>>

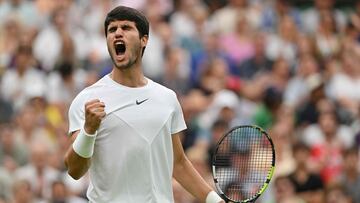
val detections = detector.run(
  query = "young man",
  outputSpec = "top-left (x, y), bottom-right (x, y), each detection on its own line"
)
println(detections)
top-left (65, 6), bottom-right (224, 203)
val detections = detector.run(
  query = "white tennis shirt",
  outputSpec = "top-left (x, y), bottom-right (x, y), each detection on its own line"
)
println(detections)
top-left (69, 75), bottom-right (186, 203)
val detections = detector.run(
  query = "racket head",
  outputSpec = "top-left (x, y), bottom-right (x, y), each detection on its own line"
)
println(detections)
top-left (212, 125), bottom-right (275, 203)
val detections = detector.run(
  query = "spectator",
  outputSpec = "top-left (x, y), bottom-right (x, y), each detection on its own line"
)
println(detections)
top-left (15, 142), bottom-right (59, 201)
top-left (302, 0), bottom-right (347, 34)
top-left (274, 176), bottom-right (305, 203)
top-left (236, 33), bottom-right (272, 80)
top-left (1, 45), bottom-right (46, 110)
top-left (341, 148), bottom-right (360, 202)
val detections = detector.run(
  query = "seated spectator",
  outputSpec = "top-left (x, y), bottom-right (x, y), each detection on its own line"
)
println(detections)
top-left (290, 143), bottom-right (325, 203)
top-left (302, 0), bottom-right (347, 34)
top-left (341, 148), bottom-right (360, 202)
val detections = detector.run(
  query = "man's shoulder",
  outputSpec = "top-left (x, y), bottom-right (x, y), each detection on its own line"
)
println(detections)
top-left (153, 81), bottom-right (176, 96)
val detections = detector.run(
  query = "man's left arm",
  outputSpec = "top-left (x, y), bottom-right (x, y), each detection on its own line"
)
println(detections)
top-left (172, 133), bottom-right (225, 203)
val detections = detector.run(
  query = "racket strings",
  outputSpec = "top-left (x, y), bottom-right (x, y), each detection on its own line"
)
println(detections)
top-left (214, 127), bottom-right (273, 201)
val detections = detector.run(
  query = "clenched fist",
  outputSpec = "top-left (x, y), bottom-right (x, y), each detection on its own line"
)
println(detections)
top-left (84, 99), bottom-right (106, 134)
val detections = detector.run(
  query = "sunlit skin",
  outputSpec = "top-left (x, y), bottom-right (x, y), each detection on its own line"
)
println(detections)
top-left (106, 20), bottom-right (148, 86)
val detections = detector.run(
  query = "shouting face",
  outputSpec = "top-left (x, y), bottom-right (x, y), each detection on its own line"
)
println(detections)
top-left (106, 20), bottom-right (148, 69)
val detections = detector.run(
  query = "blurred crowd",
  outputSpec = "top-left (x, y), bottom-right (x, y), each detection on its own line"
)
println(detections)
top-left (0, 0), bottom-right (360, 203)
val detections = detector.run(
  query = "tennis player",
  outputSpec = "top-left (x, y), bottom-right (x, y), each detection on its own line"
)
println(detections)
top-left (65, 6), bottom-right (224, 203)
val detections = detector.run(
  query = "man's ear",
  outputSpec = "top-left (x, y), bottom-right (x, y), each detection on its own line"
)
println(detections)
top-left (141, 35), bottom-right (149, 47)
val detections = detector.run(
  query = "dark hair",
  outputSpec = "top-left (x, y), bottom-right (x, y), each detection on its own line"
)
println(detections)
top-left (104, 6), bottom-right (149, 38)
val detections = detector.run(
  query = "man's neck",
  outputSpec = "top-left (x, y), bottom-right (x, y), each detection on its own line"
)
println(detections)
top-left (110, 67), bottom-right (147, 87)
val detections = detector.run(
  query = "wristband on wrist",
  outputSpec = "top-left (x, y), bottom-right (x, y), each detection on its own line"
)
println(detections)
top-left (73, 129), bottom-right (97, 158)
top-left (205, 191), bottom-right (223, 203)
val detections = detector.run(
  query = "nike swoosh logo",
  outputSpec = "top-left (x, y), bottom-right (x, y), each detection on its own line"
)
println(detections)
top-left (136, 98), bottom-right (149, 105)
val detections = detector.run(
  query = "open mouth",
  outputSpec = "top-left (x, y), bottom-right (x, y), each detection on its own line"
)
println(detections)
top-left (115, 42), bottom-right (126, 55)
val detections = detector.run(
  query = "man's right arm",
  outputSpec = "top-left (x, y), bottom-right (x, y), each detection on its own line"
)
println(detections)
top-left (65, 130), bottom-right (91, 180)
top-left (64, 99), bottom-right (106, 180)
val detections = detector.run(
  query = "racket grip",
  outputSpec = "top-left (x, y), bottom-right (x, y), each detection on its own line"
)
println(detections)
top-left (205, 191), bottom-right (223, 203)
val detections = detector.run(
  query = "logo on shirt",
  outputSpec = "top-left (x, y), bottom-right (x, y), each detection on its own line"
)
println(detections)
top-left (136, 98), bottom-right (149, 105)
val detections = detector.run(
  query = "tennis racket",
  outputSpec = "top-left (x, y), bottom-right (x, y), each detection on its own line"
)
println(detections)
top-left (212, 125), bottom-right (275, 203)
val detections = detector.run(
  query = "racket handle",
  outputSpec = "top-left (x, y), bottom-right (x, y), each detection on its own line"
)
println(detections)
top-left (205, 191), bottom-right (224, 203)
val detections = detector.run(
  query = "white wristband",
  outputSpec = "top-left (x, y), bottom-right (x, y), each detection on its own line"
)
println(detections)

<<

__Requirement__
Copy the whole of the material above exactly, but not its images.

__Response__
val detections = detector.run(
  query = "young man",
  outputSpec = "top-left (x, y), bottom-right (x, y), each detection on its own line"
)
println(detections)
top-left (65, 6), bottom-right (224, 203)
val detections = detector.run(
  query = "white tennis shirt",
  outputSpec = "top-left (x, y), bottom-right (x, y), each detection on its own line"
)
println(detections)
top-left (69, 75), bottom-right (186, 203)
val detections = detector.run(
  query = "racket head",
  outputSpec = "top-left (x, y), bottom-right (x, y), each detection on its own line"
)
println(detections)
top-left (212, 125), bottom-right (275, 203)
val detections = detector.run(
  query = "spectator",
  outputSpec = "top-left (x, y), bottom-right (x, y), each detection on its own line"
)
println(detections)
top-left (15, 142), bottom-right (59, 201)
top-left (302, 0), bottom-right (347, 34)
top-left (274, 176), bottom-right (305, 203)
top-left (236, 33), bottom-right (272, 80)
top-left (1, 45), bottom-right (46, 110)
top-left (341, 148), bottom-right (360, 202)
val detections = detector.run(
  query = "seated spectator",
  outputSpec = "top-left (x, y), bottom-right (x, y), each detection on its own line"
)
println(detections)
top-left (290, 143), bottom-right (325, 203)
top-left (302, 0), bottom-right (347, 34)
top-left (341, 148), bottom-right (360, 202)
val detections = detector.run(
  query = "man's shoulder",
  outputSpec = "top-left (x, y), bottom-right (x, y), each detection on its own line"
)
println(detections)
top-left (153, 81), bottom-right (176, 96)
val detections = detector.run(
  query = "man's left arm",
  outputSpec = "top-left (x, y), bottom-right (x, y), each detection on its own line"
)
println(detections)
top-left (172, 133), bottom-right (225, 203)
val detections = detector.run(
  query = "racket strings",
  outputSpec = "top-left (x, y), bottom-right (x, y), each detection on its own line"
)
println(detections)
top-left (214, 127), bottom-right (273, 201)
val detections = detector.run(
  query = "clenched fist",
  outputSpec = "top-left (x, y), bottom-right (x, y), each detection on its own line"
)
println(detections)
top-left (84, 99), bottom-right (106, 134)
val detections = detector.run(
  query = "sunlit skin",
  outputSpec = "top-left (x, y), bottom-right (x, y), each detection on its own line"
)
println(detections)
top-left (106, 20), bottom-right (148, 86)
val detections = detector.run(
  query = "shouting face",
  outputSpec = "top-left (x, y), bottom-right (x, y), each detection on its own line"
)
println(detections)
top-left (106, 20), bottom-right (148, 69)
val detections = detector.run(
  query = "blurred crowd",
  outputSpec = "top-left (x, y), bottom-right (x, y), each detection on its own line"
)
println(detections)
top-left (0, 0), bottom-right (360, 203)
val detections = detector.run(
  query = "tennis player",
  outputSpec = "top-left (x, y), bottom-right (x, y), each detection on its own line"
)
println(detections)
top-left (65, 6), bottom-right (224, 203)
val detections = detector.run(
  query = "man's ear",
  outputSpec = "top-left (x, y), bottom-right (x, y), each detection on its own line"
)
println(detections)
top-left (141, 35), bottom-right (149, 47)
val detections = detector.run(
  query = "dark hair",
  outputSpec = "top-left (x, y), bottom-right (x, y), each detection on its own line"
)
println(detections)
top-left (104, 6), bottom-right (149, 38)
val detections = detector.run(
  query = "man's neck",
  outputSpec = "top-left (x, y), bottom-right (x, y), each detection on its own line"
)
println(detections)
top-left (110, 67), bottom-right (147, 87)
val detections = detector.run(
  query = "wristband on wrist",
  outputSpec = "top-left (x, y), bottom-right (x, y), each detection on its own line"
)
println(detections)
top-left (73, 129), bottom-right (97, 158)
top-left (205, 191), bottom-right (223, 203)
val detections = detector.run(
  query = "nike swoosh logo",
  outputSpec = "top-left (x, y), bottom-right (x, y), each detection on its own line"
)
println(detections)
top-left (136, 98), bottom-right (149, 105)
val detections = detector.run(
  query = "open mouth",
  outputSpec = "top-left (x, y), bottom-right (x, y), each detection on its own line"
)
println(detections)
top-left (115, 42), bottom-right (126, 55)
val detections = detector.run(
  query = "man's right arm",
  outputSpec = "top-left (x, y), bottom-right (x, y), each detection on its own line"
)
println(detections)
top-left (65, 130), bottom-right (91, 180)
top-left (64, 99), bottom-right (106, 180)
val detections = detector.run(
  query = "racket grip",
  outputSpec = "top-left (x, y), bottom-right (x, y), each detection on its own line"
)
println(detections)
top-left (205, 191), bottom-right (223, 203)
val detections = detector.run(
  query = "logo on shirt",
  outputSpec = "top-left (x, y), bottom-right (x, y), each detection on its own line"
)
println(detections)
top-left (136, 98), bottom-right (149, 105)
val detections = detector.run(
  query = "tennis racket",
  outputSpec = "top-left (x, y), bottom-right (x, y), each detection on its own line"
)
println(detections)
top-left (212, 125), bottom-right (275, 203)
val detections = detector.run(
  query = "racket handle",
  outputSpec = "top-left (x, y), bottom-right (x, y), each detection on its own line"
)
println(detections)
top-left (205, 191), bottom-right (224, 203)
val detections = detector.run(
  query = "white wristband",
  outputSpec = "top-left (x, y), bottom-right (x, y), each detection on its own line"
)
println(detections)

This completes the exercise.